## [Requirement]
Rewrite every one of the records below with "wooden" switched to "timber" wherever it occurs, leaving everything else unchanged.

## [Data for this task]
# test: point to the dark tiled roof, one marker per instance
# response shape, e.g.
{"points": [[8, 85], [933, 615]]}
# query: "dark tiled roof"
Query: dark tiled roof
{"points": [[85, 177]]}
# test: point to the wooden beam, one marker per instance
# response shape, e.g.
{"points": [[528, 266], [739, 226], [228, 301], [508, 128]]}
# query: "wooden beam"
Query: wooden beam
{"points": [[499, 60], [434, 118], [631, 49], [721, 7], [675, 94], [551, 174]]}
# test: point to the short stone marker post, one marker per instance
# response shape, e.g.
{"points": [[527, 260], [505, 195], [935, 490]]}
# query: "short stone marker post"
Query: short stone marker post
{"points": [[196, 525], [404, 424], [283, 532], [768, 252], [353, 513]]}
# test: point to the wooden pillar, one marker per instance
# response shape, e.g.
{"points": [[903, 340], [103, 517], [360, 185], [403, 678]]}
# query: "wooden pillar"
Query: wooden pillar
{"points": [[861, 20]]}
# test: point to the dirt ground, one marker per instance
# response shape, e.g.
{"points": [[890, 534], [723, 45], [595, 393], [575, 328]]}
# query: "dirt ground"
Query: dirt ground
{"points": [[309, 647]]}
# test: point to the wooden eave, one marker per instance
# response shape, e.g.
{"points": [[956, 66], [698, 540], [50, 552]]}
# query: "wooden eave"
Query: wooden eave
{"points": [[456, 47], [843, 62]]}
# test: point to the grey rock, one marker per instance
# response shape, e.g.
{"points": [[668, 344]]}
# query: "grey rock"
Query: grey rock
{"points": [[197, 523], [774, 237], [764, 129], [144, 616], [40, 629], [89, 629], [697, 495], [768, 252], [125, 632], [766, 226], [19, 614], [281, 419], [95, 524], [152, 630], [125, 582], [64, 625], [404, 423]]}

## [Written solution]
# test: point to the dark tiled roof, one marker per instance
# response shape, e.g.
{"points": [[8, 85], [933, 615]]}
# query: "dark tiled roof"
Query: dark tiled roof
{"points": [[85, 177]]}
# test: point to the timber beam, one marker per instance
# response shape, e.g.
{"points": [[528, 266], [739, 226], [228, 301], [508, 128]]}
# query: "timber beam"
Query: timber beam
{"points": [[499, 60], [434, 118], [631, 49], [721, 7], [675, 94], [551, 174]]}
# test: point to the short stone marker post, one marker per instance
# response shape, e.g.
{"points": [[527, 260], [505, 195], [935, 490]]}
# query: "short stone marker post"
Query: short stone marker post
{"points": [[196, 525], [404, 424], [283, 532], [768, 252], [353, 513]]}
# test: point to the timber pillar, one marker per instance
# response shape, e.g.
{"points": [[903, 340], [103, 517], [360, 185], [403, 678]]}
# query: "timber pillar"
Query: timber pillar
{"points": [[861, 20]]}
# test: point to the dirt ground, one marker per instance
# response shape, e.g.
{"points": [[890, 534], [723, 45], [595, 393], [575, 328]]}
# query: "dirt ground"
Query: dirt ground
{"points": [[309, 647]]}
# test: point to the timber eave, one marker per instance
# response shape, e.g.
{"points": [[956, 66], [698, 540], [50, 552]]}
# query: "timber eave"
Query: timber eave
{"points": [[456, 47], [843, 62]]}
# test: point to the grey rock, one marker per instance
# response shape, e.g.
{"points": [[668, 344]]}
# query: "grey rock"
Query: grey rock
{"points": [[197, 523], [774, 237], [764, 129], [144, 616], [40, 629], [89, 629], [697, 495], [768, 252], [125, 632], [766, 226], [19, 614], [281, 419], [95, 524], [152, 630], [125, 582], [64, 625], [404, 423]]}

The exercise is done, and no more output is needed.